▶ **EXERCISE DESCRIPTION**: Take the data that follows and retype it word for word.

▶ **AVAILABLE DATA**:
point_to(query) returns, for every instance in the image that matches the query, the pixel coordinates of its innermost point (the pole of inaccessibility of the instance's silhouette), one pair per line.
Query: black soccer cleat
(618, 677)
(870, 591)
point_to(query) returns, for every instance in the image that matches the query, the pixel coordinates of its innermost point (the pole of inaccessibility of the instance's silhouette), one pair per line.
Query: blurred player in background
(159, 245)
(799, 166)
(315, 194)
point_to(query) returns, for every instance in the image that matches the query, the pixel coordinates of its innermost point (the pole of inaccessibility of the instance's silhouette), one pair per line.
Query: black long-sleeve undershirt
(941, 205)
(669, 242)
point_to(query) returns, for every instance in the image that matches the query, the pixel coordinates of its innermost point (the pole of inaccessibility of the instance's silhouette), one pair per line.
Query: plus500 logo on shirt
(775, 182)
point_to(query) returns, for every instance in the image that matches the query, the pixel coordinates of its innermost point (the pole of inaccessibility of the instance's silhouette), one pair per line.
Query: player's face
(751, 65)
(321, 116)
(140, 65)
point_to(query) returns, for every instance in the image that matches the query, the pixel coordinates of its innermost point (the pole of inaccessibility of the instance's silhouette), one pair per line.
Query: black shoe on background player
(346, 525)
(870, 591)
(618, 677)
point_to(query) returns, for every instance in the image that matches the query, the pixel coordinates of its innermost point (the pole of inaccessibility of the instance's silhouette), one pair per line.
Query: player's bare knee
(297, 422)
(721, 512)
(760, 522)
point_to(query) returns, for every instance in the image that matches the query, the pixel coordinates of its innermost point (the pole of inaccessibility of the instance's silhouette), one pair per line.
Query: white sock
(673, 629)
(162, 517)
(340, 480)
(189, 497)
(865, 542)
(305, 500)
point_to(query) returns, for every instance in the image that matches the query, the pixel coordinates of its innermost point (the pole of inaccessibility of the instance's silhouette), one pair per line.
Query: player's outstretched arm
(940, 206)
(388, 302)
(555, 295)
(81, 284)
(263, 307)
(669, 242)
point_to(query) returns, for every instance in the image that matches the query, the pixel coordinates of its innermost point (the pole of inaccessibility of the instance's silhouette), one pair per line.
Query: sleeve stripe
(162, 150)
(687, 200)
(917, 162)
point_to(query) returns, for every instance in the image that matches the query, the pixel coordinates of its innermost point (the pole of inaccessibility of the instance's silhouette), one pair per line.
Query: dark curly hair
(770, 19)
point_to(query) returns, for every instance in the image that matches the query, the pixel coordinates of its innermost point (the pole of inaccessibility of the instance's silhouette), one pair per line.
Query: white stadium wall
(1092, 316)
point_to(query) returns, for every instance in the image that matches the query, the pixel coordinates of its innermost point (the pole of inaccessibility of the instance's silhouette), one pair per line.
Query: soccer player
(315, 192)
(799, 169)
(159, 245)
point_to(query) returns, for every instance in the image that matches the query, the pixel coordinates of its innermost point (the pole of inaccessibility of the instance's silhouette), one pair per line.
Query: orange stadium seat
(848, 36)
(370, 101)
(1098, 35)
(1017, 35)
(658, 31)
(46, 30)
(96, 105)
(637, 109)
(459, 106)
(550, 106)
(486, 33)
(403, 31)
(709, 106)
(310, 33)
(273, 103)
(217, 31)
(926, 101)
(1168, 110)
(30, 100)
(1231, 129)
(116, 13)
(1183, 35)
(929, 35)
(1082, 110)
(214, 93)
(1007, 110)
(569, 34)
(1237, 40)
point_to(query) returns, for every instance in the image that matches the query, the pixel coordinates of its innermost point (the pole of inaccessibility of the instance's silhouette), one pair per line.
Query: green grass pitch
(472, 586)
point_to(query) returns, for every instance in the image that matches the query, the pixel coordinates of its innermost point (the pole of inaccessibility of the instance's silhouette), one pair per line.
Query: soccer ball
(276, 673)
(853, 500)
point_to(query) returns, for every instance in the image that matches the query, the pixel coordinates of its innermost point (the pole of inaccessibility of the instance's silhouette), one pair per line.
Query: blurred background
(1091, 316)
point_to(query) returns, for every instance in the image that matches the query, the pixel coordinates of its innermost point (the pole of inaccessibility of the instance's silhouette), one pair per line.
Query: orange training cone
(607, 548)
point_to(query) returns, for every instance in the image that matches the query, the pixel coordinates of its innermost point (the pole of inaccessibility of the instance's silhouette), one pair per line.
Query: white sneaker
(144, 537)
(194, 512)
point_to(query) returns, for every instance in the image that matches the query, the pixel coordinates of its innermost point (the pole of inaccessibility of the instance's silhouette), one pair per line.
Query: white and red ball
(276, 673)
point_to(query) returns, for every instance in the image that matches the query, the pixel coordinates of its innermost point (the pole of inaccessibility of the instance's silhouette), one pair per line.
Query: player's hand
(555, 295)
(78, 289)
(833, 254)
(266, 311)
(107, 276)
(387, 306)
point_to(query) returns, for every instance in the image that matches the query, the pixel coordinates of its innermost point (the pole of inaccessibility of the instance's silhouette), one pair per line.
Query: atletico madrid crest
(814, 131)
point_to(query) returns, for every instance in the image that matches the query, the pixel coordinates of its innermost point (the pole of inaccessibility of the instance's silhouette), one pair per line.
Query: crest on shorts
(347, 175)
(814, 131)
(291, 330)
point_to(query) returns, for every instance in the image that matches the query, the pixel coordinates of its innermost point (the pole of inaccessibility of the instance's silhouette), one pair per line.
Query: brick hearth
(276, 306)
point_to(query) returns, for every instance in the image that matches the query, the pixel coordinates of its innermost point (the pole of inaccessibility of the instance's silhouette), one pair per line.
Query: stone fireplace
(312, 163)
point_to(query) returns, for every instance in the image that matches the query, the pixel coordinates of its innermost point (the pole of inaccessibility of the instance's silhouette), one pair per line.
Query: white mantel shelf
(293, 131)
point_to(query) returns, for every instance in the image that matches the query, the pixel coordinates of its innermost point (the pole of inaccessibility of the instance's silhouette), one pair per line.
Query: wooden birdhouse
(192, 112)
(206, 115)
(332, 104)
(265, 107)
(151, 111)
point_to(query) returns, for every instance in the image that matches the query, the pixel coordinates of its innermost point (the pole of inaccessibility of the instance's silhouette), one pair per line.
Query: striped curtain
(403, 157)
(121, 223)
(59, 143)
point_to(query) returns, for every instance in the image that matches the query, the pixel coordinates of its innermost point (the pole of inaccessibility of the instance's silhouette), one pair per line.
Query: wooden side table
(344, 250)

▶ **CORRECT OUTPUT**:
point_to(query) returns, for every instance in the image that matches the query, the pixel coordinates of its innermost point (the pole of inaccessibility of the instance's silhouette), one pair per line.
Query: black soccer cleat
(618, 677)
(870, 591)
point_to(query) returns, for every instance in the image that matches the query, the pixel coordinates of its innermost point (the pole of inaccessibility of the instance's silhouette), one pair per line.
Query: blurred player in background
(159, 245)
(799, 166)
(315, 194)
point_to(query) returns, for every instance in the image that matches the query, the pixel coordinates of its innermost point (the pole of inaccessibility of the instance's silhouette), one pair per line.
Query: black long-sleeve undershirt
(941, 205)
(669, 242)
point_to(query) returns, for every instance in the image that matches the query, the pixel coordinates of its innermost point (the pole of inaccessibility of the instance's silhouette), one pair per line.
Query: plus500 logo on shirt
(775, 182)
point_to(query) returns, for every instance in the image that matches the query, the pixel coordinates of its innermost point (the pole of inaccessibility of the instance's silhouette), one pair per line.
Query: player's face
(751, 65)
(321, 116)
(140, 65)
point_to(query) returns, for every instance in the image that matches the query, the pixel coordinates of its innermost point (the pole of inaccessibility of the instance's silhouette), one pair per line.
Query: black shoe on background player
(346, 525)
(870, 591)
(618, 677)
point_to(query) returns, for every instance in the image that matches the query, the pixel coordinates of its innermost point (the pole of inaccessibility of the instance's silhouette), one pair per line.
Query: player's bare knee
(297, 422)
(721, 512)
(760, 522)
point_to(query) returns, for every instance in the image that matches the query, the pixel coordinates of its innermost point (the pole of inaccessibility of the instance's silhouette), one pair per line.
Query: white sock
(673, 629)
(162, 517)
(340, 480)
(189, 497)
(865, 542)
(305, 500)
point_to(query) returns, for every instance in the image that matches the query, the pixel coordinates of its innermost point (the pole of inaccessibility of the instance's silhouette), one pair per line.
Query: player's outstretched arm
(940, 206)
(388, 302)
(555, 295)
(81, 284)
(263, 307)
(669, 242)
point_to(query) returns, for every instance in the image that matches the query, the pixel coordinates of its innermost point (the pole of inaccessibility of the instance's silhouette), one pair per line.
Query: sleeve stripe
(162, 150)
(687, 200)
(917, 162)
point_to(query) returns, for every instance in the image that matches the query, the pixel coordinates of its innermost point (the pole of inaccessibility of the instance's silhouette), one pair per line.
Query: dark curly hair
(770, 19)
point_to(query) returns, for every instance in the image that matches the query, the pixel coordinates of its innermost point (the pole of inaccessibility of the instance's silhouette), one pair per line.
Query: white stadium wall
(1092, 316)
point_to(query) returns, for every instance in the image that matches the query, the pixel coordinates of its innermost point (the pole of inaccessibility of the instance's silhouette), one pair per line.
Query: soccer player
(315, 192)
(799, 169)
(159, 245)
point_to(query) returns, for every instance in the image that matches the query, the pixel coordinates of its innermost point (the pole of inaccessibility of the instance's silhouette), one pair per line.
Query: orange stadium seat
(848, 36)
(370, 101)
(1098, 35)
(1017, 35)
(658, 31)
(46, 30)
(96, 105)
(637, 109)
(459, 106)
(550, 106)
(486, 33)
(403, 31)
(709, 106)
(310, 33)
(273, 103)
(217, 31)
(926, 101)
(1168, 110)
(30, 100)
(1231, 129)
(116, 13)
(1183, 35)
(929, 35)
(1082, 110)
(214, 93)
(1007, 110)
(569, 34)
(1237, 40)
point_to(query) returns, for every instance in the image that matches the query, the pixel coordinates of its innermost point (the pole of inaccessibility of the instance's silhouette), one pair per line.
Query: green grass pitch
(472, 586)
point_to(query) returns, for every instance in the image that matches the query, the pixel coordinates of its innermost point (the pole of inaccessibility of the instance's silhouette), one pair per line.
Query: soccer ball
(276, 673)
(853, 500)
point_to(query) returns, for every instance in the image that matches the query, the pixel coordinates of its innermost point (the pole of inaccessibility of the instance's silhouette), one pair per line.
Query: blurred background
(1091, 316)
point_to(query) returns, for every instance in the image that matches the query, the pixel coordinates of its innermost point (the pole of inaccessibility of the instance's silhouette), one pair per line.
Query: orange training cone
(607, 548)
point_to(query) returns, for every instance in the image that matches the query, the pixel coordinates of its innermost point (the pole of inaccessibility of the instance's silhouette), one pair per line.
Query: white sneaker
(144, 537)
(194, 512)
point_to(query) returns, for every instance in the image that matches the query, the pixel coordinates of its innermost point (the pole of inaccessibility of the instance's silhouette), one pair per line.
Query: white and red ball
(276, 673)
point_to(query) returns, for every instance in the image that matches the query, the pixel coordinates of its innermost point (the pole of inaccessibility of the instance's silhouette), one pair per line.
Query: player's hand
(555, 295)
(78, 289)
(833, 254)
(266, 311)
(107, 276)
(387, 306)
point_to(query) returns, for every instance in the image that matches the query, the pixel coordinates of its innermost point (the pole of inaccessibility of the instance's silhouette), one pair per line.
Query: atletico madrid crest
(814, 131)
point_to(query) returns, for every instance in the image that matches the query, the pixel coordinates of its innermost point (the pole of inaccessibility of the instance's silhouette), one pair per line.
Query: crest on shorts
(347, 175)
(814, 131)
(291, 330)
point_to(query) returns, for every instance in the image that matches the query, the pixel coordinates of its innermost point (the pole of inaccessibility of the instance's silhouette), one pair per line.
Query: brick hearth
(276, 306)
point_to(query) returns, for every instance in the image that matches the query, the pixel coordinates of its innermost point (the pole of inaccessibility of the instance's silhouette), one pair per line.
Query: stone fireplace
(312, 163)
point_to(query) returns, for every instance in the image that matches the query, the pixel coordinates of its innermost point (the pole of inaccessibility of the instance's silhouette), one pair per line.
Query: white mantel shelf
(293, 131)
point_to(query) returns, for every instance in the image that matches the query, the pixel coordinates of its innermost point (the pole of inaccessibility of the instance's silhouette), one pair per line.
Query: wooden birdhouse
(192, 112)
(206, 115)
(332, 104)
(265, 107)
(151, 111)
point_to(query) returns, for every instance in the image that matches the query, the pixel coordinates of its innermost point (the pole of inaccessibility of the instance's silhouette), one pair per line.
Query: striped curtain
(403, 157)
(121, 223)
(59, 143)
point_to(query) returns, for every instance in the image that matches the query, the pixel coordinates of its innermost point (the pole of inaccessibility of the instance's silhouette), one pair per line.
Query: wooden side table
(344, 250)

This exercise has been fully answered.